→ **EXERCÍCIO ESCRITO A**:
Mostre todas as linhas dos registros que contêm a palavra "tower", levando em conta a diferença entre maiúsculas e minúsculas.

***** TRECHO FORNECIDO

O Brasil vai precisar de investimentos da ordem de R$ 1 trilhão para alcançar os compromissos de redução de emissão de carbono até 2030, mostra estudo inédito do Fórum Econômico Mundial em parceria com a consultoria Oliver Wyman, enviado com exclusividade ao Estadão/Broadcast. O desafio, porém, não é só financeiro. Após nove meses de encontros com os maiores nomes do Produto Interno Bruto (PIB) brasileiro, além de representantes do governo e da academia, a conclusão do Fórum é de que o País precisa consolidar uma “narrativa comum” para atrair investimentos e guiar o setor privado, especialmente após as “mensagens mistas” emitidas nos últimos “par” de anos.
Embora os detalhes do Plano de Transformação Ecológica (PTE) do governo façam falta, a expectativa é de que o Brasil tenha sucesso nos próximos fóruns internacionais para recuperar o protagonismo na agenda ambiental - uma das principais bandeiras do presidente Luiz Inácio Lula da Silva. É urgente, contudo, reverter o desmatamento ilegal e agir na transição do setor agropecuário.
O relatório final do estudo, resultado de workshops, entrevistas com empresas e especialistas e trabalho de pesquisa desde outubro de 2022, será divulgado hoje (24) em evento em São Paulo.

**********
***** REGISTROS DISPONÍVEIS

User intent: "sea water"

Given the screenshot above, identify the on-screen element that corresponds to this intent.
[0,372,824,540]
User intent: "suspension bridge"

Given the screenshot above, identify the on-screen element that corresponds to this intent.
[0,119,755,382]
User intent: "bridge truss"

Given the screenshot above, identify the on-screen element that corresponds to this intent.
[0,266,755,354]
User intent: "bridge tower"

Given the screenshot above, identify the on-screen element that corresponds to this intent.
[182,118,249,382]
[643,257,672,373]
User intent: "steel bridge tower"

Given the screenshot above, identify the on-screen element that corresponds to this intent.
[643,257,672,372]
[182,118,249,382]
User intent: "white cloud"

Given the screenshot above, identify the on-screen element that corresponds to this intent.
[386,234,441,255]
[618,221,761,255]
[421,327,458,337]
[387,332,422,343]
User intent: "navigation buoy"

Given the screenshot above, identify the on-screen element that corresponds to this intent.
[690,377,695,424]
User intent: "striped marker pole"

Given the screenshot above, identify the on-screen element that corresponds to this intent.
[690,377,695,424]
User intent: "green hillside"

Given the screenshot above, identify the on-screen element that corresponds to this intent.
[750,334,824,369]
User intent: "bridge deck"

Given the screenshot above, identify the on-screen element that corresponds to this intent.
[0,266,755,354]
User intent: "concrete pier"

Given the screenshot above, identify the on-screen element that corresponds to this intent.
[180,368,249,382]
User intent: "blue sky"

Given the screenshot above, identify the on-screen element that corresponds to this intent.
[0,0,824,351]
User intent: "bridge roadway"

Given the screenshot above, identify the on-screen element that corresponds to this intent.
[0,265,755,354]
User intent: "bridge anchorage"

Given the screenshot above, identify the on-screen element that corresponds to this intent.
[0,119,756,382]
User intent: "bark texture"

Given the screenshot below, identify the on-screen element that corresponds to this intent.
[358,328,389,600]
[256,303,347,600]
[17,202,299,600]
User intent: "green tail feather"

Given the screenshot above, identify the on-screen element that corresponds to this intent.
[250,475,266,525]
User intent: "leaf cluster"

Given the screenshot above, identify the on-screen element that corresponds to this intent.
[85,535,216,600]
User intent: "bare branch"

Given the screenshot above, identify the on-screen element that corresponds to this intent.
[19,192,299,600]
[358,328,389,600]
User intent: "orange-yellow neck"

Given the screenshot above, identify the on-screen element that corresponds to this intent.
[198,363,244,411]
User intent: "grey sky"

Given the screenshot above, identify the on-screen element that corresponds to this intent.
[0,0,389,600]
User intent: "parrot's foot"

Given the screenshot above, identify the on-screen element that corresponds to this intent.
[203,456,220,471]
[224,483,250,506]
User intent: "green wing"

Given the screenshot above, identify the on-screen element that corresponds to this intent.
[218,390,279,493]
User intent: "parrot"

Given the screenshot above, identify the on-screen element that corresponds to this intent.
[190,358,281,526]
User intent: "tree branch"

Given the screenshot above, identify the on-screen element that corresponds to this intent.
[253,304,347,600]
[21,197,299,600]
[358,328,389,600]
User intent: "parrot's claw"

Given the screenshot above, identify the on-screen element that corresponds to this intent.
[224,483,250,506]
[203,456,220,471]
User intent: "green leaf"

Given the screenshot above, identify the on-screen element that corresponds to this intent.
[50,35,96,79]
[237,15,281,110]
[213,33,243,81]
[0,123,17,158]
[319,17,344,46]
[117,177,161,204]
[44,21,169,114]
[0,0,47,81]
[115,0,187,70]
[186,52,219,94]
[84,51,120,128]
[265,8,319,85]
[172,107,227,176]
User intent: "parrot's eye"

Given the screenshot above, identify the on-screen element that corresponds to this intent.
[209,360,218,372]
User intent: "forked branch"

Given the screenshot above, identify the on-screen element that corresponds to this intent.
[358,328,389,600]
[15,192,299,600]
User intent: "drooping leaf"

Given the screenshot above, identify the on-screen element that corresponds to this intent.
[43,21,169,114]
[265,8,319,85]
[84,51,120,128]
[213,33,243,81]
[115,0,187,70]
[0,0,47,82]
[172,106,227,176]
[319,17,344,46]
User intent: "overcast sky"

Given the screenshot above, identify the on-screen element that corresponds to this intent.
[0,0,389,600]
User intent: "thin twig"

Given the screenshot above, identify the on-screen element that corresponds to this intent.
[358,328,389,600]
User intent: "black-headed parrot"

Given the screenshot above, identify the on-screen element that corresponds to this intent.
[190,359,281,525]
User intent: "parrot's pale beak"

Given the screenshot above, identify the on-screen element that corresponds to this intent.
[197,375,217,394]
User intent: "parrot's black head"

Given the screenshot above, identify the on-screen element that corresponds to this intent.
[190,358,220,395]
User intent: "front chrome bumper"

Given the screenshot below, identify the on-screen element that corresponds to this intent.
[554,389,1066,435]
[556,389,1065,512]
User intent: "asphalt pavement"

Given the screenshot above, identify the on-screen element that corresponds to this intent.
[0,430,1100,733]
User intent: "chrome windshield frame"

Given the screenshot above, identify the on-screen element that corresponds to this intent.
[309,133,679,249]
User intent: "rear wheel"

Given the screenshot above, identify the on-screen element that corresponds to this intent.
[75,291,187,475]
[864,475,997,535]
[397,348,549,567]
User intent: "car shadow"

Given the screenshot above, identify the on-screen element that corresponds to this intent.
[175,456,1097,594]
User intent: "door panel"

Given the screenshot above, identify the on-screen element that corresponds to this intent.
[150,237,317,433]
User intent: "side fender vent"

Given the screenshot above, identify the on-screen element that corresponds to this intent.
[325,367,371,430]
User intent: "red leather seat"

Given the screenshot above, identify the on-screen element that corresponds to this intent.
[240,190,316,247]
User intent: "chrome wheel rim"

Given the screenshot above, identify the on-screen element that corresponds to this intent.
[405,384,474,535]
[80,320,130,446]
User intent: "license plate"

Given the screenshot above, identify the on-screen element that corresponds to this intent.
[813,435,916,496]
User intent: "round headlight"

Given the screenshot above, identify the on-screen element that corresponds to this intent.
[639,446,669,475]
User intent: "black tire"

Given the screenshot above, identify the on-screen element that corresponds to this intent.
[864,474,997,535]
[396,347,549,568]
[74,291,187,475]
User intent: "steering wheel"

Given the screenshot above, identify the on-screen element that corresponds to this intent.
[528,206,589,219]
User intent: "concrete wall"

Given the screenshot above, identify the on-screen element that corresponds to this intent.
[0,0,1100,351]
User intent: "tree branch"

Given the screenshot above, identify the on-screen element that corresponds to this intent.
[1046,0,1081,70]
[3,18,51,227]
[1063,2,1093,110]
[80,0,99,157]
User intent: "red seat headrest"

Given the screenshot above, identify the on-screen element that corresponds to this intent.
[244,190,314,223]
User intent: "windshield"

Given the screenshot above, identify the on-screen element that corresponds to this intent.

**********

→ **EXERCÍCIO ESCRITO B**:
Com base no trecho fornecido acima, responda às perguntas a seguir.
(i) De quanto em investimentos o Brasil vai precisar para alcançar os compromissos de redução de emissão de carbono até 2030?
(ii) Durante quantos meses houve encontros com os maiores nomes do PIB brasileiro e com representantes do governo e da academia?
(iii) Em que cidade será divulgado o relatório final do estudo?

→ **RESPOSTA FINAL A**:
User intent: "bridge tower"
User intent: "steel bridge tower"

→ **RESPOSTA FINAL B**:
(i) Da ordem de R$ 1 trilhão.
(ii) Nove meses.
(iii) São Paulo.